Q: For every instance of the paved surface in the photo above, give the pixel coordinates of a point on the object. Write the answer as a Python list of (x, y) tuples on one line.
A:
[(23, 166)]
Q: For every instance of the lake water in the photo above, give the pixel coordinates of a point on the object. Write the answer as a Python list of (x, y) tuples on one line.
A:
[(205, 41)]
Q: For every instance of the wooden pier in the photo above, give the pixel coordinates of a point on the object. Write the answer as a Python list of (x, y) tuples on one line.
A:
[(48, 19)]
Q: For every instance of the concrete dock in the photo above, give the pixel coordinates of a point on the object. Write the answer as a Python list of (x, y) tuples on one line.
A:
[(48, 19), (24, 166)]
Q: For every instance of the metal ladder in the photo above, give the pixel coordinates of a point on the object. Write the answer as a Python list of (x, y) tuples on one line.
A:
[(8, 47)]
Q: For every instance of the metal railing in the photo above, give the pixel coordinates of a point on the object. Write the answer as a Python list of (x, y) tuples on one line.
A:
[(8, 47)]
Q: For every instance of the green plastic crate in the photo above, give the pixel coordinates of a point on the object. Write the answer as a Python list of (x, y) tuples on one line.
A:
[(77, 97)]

****************************************

● Brief: Copy out every one of the records above line for line, without changing a single character.

● Problem solution:
Q: For every instance of the paved surface in the photo above, give the pixel coordinates of a point on the object. Write the answer as a Python list of (x, y) tuples on one line.
A:
[(23, 166)]
Q: For every instance of the lake water in the photo above, give the pixel coordinates of a point on the object. Write the answer as a Python list of (x, y) tuples on one line.
A:
[(205, 41)]
Q: For every instance of the wooden pier in the photo above, give the pixel coordinates of a point on the object. Write the answer as a Python list of (x, y) tuples on one line.
A:
[(48, 19)]
Q: For every instance of the concrete dock in the photo above, give the pixel coordinates of a point on the object. Write the answer as a Python list of (x, y) tuples on one line.
A:
[(48, 19), (24, 166)]
Q: For every instance of the metal ladder in the photo above, give the pixel coordinates of a point on the object. Write the answer as a Python list of (x, y) tuples on one line.
A:
[(8, 47)]
Q: For every instance of the metal railing in the photo above, give the pixel coordinates of a point on the object. Write the answer as a Python list of (x, y) tuples on one line.
A:
[(8, 47)]
Q: For every instance of the green plastic crate in the photo above, give the pixel coordinates of a point on the object. Write the answer as a Python list of (x, y) tuples on one line.
A:
[(77, 97)]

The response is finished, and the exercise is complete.